● **EXERCISE TEXT**
Robert M. Berne M.D. (April 22, 1918 – October 4, 2001), former chairman of the Department of Physiology at the University of Virginia Medical Center, died Thursday, Oct. 4, 2001 at his home in Charlottesville, VA. Dr. Berne was a man of many accomplishments: a devoted and steadfast husband, a loving father and grandfather, a leader of the University of Virginia, and a scientist of world class. He touched family, friends, scientific colleagues, and many through whose life he passed, especially those whose growth he nurtured.
Born in Yonkers, New York, he grew up and was schooled in Brooklyn. Though a successful student in his early years, he remained proud of being a street kid from the city. This showed in his zest for competition, and his easy way with all those he met. From his high school days he was an avid sportsman, initially with a deep love for horseback riding, and later for tennis and fishing, both of which he pursued with love and intellect as he did so many things. Like other thoughtful, creative people, he spent the last of his adolescence in semi-isolation, confined to bed with tuberculosis. When that time passed he launched on a process of intellectual and professional development that was to last throughout his life.
He chose to leave New York urban life for the South, and attended college in Chapel Hill, N.C where he earned a Phi Beta Kappa key while having his share of fun (Annual Review of Physiology 60: 1- 18, 1998). He then entered Harvard Medical School with the class of 1943, and immediately showed a life long inclination toward experimental research and scholarly activity. Hard work and intelligence paid off and in the spring of 1943 he was admitted to a rotating internship at Mount Sinai Hospital in New York City. During this time, he became engaged to, and married Beth Goldberg, who was to be his constant companion and collaborator for the remainder of his life. In late 1944 he became a medical officer with the U.S. Army, and quickly adapted to army life, and even thrived in this difficult environment (ibid). With the end of the war he returned to Mount Sinai for a residency in Internal Medicine, which led him to his ultimate career in cardiology and the study of the cardiovascular system. Dr. Carl Wiggers accepted Dr. Berne into his fellowship program in Cleveland, and with that act Dr. Wiggers accomplished two things. He launched Bob on an incredibly successful research career and, to quote from their textbook, he introduced Bob to his other life-long collaborator and friend, Matthew Levy.
The fellowship years set his career on a new course by leading him to a life-long commitment to teaching and research. He first accepted a position on the physiology faculty of Western Reserve University in Cleveland in 1949 where he remained for 17 years. Bob thrived in the University atmosphere. It offered him an opportunity to teach in a new medical curriculum and to conduct his research as his inclinations dictated.
His early research with Matthew Levy led him ultimately to an area of investigation that established and sustained him as a pre-eminent researcher. In 1963 Dr. Berne published a paper, somewhat speculative at the time, proposing a possible role for the chemical adenosine in the control of blood flow to the heart. This work set a direction for the next 4 decades of his research program, and that program was strongly shaped by his colleague and friend Dr. Rafael Rubio who came from Mexico to be a continuing part of the Berne laboratory.

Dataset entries
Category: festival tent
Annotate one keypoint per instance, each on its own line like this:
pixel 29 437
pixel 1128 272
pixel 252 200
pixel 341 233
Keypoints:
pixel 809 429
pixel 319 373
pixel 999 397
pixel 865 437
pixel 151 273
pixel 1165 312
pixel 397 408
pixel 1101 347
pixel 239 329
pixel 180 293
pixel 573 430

● **USING THE INFORMATION**
1: According to the Berne biography, in what year did Dr. Berne publish the paper proposing a role for adenosine in controlling blood flow to the heart?
2: List every sport or outdoor pastime that the Berne biography says Dr. Berne pursued.
3: Repeat the passage of the Berne biography between "Born in Yonkers, New" and "throughout his life.", inclusive.

● **EXERCISE RESPONSES**
1: 1963

2: Horseback riding, tennis, fishing

3:
Born in Yonkers, New York, he grew up and was schooled in Brooklyn. Though a successful student in his early years, he remained proud of being a street kid from the city. This showed in his zest for competition, and his easy way with all those he met. From his high school days he was an avid sportsman, initially with a deep love for horseback riding, and later for tennis and fishing, both of which he pursued with love and intellect as he did so many things. Like other thoughtful, creative people, he spent the last of his adolescence in semi-isolation, confined to bed with tuberculosis. When that time passed he launched on a process of intellectual and professional development that was to last throughout his life.